* **STORED ROWS**
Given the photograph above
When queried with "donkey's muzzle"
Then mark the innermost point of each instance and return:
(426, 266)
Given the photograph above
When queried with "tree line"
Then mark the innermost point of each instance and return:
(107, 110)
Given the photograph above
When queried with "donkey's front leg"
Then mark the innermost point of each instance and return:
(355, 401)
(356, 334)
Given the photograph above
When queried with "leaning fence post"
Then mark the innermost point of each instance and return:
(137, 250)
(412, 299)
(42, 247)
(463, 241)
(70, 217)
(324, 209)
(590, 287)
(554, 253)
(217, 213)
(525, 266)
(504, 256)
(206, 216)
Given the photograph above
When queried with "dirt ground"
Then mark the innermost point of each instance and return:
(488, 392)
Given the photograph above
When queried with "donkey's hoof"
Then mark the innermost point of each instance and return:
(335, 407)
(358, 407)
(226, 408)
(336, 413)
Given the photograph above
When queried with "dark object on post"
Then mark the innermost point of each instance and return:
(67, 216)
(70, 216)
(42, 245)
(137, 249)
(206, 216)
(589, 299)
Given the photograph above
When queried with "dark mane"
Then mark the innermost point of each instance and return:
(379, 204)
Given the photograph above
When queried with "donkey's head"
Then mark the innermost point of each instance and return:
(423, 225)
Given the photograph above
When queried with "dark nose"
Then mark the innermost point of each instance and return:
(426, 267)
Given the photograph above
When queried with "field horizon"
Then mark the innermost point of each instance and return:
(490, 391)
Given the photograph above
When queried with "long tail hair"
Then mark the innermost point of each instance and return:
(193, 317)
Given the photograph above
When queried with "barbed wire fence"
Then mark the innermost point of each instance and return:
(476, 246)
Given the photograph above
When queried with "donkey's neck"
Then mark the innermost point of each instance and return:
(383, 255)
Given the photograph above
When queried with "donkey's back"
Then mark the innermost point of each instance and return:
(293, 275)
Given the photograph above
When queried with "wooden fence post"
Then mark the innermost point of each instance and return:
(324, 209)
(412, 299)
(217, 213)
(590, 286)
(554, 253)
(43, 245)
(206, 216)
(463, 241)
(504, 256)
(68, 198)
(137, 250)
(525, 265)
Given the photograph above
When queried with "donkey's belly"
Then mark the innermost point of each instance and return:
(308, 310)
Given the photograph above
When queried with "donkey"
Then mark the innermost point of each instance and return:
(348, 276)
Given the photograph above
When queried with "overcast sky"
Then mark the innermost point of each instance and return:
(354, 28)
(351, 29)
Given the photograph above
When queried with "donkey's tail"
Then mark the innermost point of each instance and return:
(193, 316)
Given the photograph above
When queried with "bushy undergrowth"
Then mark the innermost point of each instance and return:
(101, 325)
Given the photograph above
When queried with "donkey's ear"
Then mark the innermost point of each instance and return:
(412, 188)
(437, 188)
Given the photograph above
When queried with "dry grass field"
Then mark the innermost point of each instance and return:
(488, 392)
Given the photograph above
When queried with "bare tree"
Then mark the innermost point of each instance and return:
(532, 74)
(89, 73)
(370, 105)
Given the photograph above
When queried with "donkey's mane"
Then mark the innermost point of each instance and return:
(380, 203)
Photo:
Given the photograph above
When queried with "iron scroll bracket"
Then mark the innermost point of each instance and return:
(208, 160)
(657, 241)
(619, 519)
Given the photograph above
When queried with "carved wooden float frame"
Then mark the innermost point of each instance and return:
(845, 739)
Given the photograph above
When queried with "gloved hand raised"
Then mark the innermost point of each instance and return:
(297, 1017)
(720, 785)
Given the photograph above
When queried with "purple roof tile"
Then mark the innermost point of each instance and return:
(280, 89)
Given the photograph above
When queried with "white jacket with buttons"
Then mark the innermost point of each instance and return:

* **REQUEST**
Copy out all of the data exactly, leaving nothing out.

* **TASK RESULT**
Given the photograph above
When queried with "donkey's muzzle"
Then mark the innermost point of each instance and return:
(426, 266)
Given the photograph above
When queried with "tree line"
Then mark the innermost point of each instance and return:
(107, 110)
Given the photograph above
When queried with "donkey's front leg"
Then mark the innermost point of each instance and return:
(355, 401)
(356, 334)
Given the photograph above
When queried with "leaning fence post"
Then mark the innermost point of each instance and return:
(137, 250)
(412, 299)
(42, 247)
(463, 241)
(70, 217)
(324, 209)
(590, 287)
(554, 253)
(217, 213)
(525, 266)
(504, 256)
(206, 216)
Given the photograph above
When queried with "dirt ground"
Then mark the innermost point of each instance and return:
(488, 392)
Given the photograph above
When queried with "donkey's hoof"
Then mark the innermost point of each instance and return:
(335, 407)
(358, 407)
(226, 408)
(336, 413)
Given the photograph above
When queried with "dark object on post"
Then mark the innermost point of each instance and return:
(67, 216)
(70, 216)
(42, 245)
(137, 249)
(206, 216)
(589, 299)
Given the photograph above
When queried with "dark mane"
Then mark the innermost point of each instance and return:
(379, 204)
Given the photograph above
When queried with "donkey's head"
Then mark the innermost point of each instance and return:
(423, 225)
Given the photograph above
When queried with "dark nose"
Then mark the innermost point of each instance and return:
(426, 267)
Given the photograph above
When queried with "field horizon"
Then mark the innermost point of each instance and return:
(490, 391)
Given the photograph above
When queried with "long tail hair"
Then mark the innermost point of each instance and return:
(193, 317)
Given the photograph above
When queried with "barbed wire fence"
Then mark the innermost point of each instance and return:
(476, 246)
Given the photograph above
When queried with "donkey's neck"
Then mark the innermost point of each instance and return:
(383, 255)
Given the photograph above
When queried with "donkey's back"
Then mark the innermost point of each instance and return:
(293, 275)
Given the photograph above
When queried with "wooden fence post"
Then mark the innermost point of each instance and return:
(324, 209)
(412, 299)
(217, 213)
(590, 286)
(554, 253)
(43, 245)
(206, 216)
(463, 241)
(504, 256)
(68, 198)
(137, 250)
(525, 265)
Given the photograph above
When queried with "donkey's belly"
Then mark the innermost point of each instance and return:
(308, 310)
Given the photograph above
When queried with "donkey"
Then mark the innermost point of each instance and return:
(348, 276)
Given the photograph above
When queried with "overcast sky"
Then mark the innermost point of each instance and return:
(354, 28)
(351, 29)
Given the photograph above
When queried with "donkey's tail"
Then mark the innermost point of each instance and return:
(193, 316)
Given the photograph above
When queried with "bushy undergrowth"
Then mark the innermost point of each instance and return:
(101, 325)
Given the photograph above
When queried with "donkey's ear"
Then mark the innermost point of each instance and return:
(412, 188)
(437, 188)
Given the photograph above
When queried with "dry grass field"
Then mark the innermost point of each instance and return:
(488, 392)
Given the photograph above
When queried with "bare tree"
Then mark the innermost point of each instance and return:
(532, 74)
(89, 73)
(370, 105)
Given the photograph above
When queried with "donkey's mane"
Then mark the innermost point of each instance and return:
(380, 203)
Photo:
Given the photograph above
When queried with "iron scroll bracket"
Then mark the innermost point of each instance and return:
(208, 160)
(657, 241)
(619, 519)
Given the photograph above
When queried with "carved wooden float frame"
Then mark the innermost point of each instance and return:
(845, 739)
Given the photograph above
When queried with "gloved hand raised"
Then mark the innermost point of each instance and return:
(297, 1017)
(720, 785)
Given the photograph above
When queried with "purple roof tile"
Then mark the innermost point of each instance and return:
(280, 89)
Given the photograph above
When queried with "white jacket with buttons"
Then mark the innermost point of each instance and return:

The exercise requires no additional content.